Fragmento del documento »

☆ ☆ ☆ ☆ ☆

Sé que hay dudas sobre el número, pues hasta mi buen amigo Pedro Kropotkin llegó a anotar, en el prólogo a la edición española de La Montaña, que éramos doce hermanos. Lo cierto es que fuimos doce los que vivimos más tiempo.
Elie, Elías, fue respetado por todos los hermanos y casi tratado como un segundo padre. Para mí fue siempre mi mejor amigo. Se especializó en el estudio de las religiones, los mitos y la etnología. Os animo a leer sus libros, como el de Los Primitivos.
Onésimo, siete años menor que yo, con su espíritu rebelde y vagabundo, ha realizado notables aportaciones a la geografía y ha colaborado conmigo en muchas ocasiones; en especial, con la Novísima Geografía Universal.
Mi padre se esforzó en darnos una formación religiosa ortodoxa y confiaba en mí para continuar su labor en los templos. Así, en el año 1842, apenas cumplidos los doce años, me envió junto a Elías y Löis como internos a un colegio religioso de los Hermanos Moravos, en Neuwied (Alemania, cerca del Rhin). Era la única congregación que mi padre había juzgado digna de confianza.
Mi padre se equivocó totalmente acerca de la calidad de estos religiosos. Eran una especie de socialistas cristianos que se tenían por legítimos continuadores de Jesús y alcanzaban por aquellos días cierta boga entre los intelectuales.

☆ ☆ ☆ ☆ ☆

Entradas »
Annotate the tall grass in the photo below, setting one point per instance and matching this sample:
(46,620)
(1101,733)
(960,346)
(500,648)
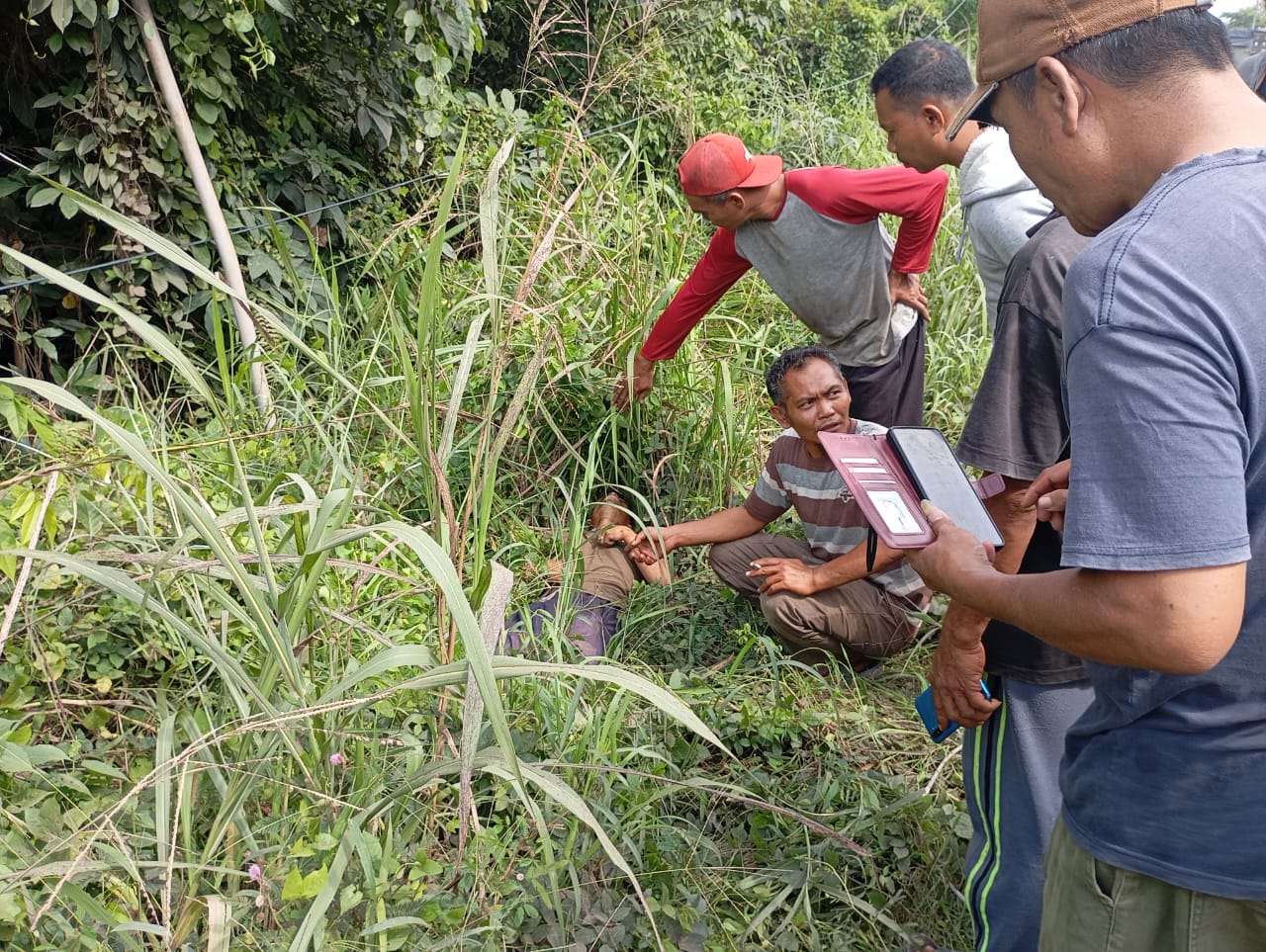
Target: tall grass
(306,740)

☆ ☆ ☆ ☆ ☆

Partes del ejercicio »
1. Según el fragmento sobre los hermanos, ¿en qué se especializó Elías?
2. Transcribe del fragmento sobre los hermanos el pasaje que comienza en las palabras "Mi padre se equivocó" y termina después de "entre los intelectuales.".
Para resolver esto no se necesitan las entradas.

Respuestas escritas »
1. En el estudio de las religiones, los mitos y la etnología.

2.
Mi padre se equivocó totalmente acerca de la calidad de estos religiosos. Eran una especie de socialistas cristianos que se tenían por legítimos continuadores de Jesús y alcanzaban por aquellos días cierta boga entre los intelectuales.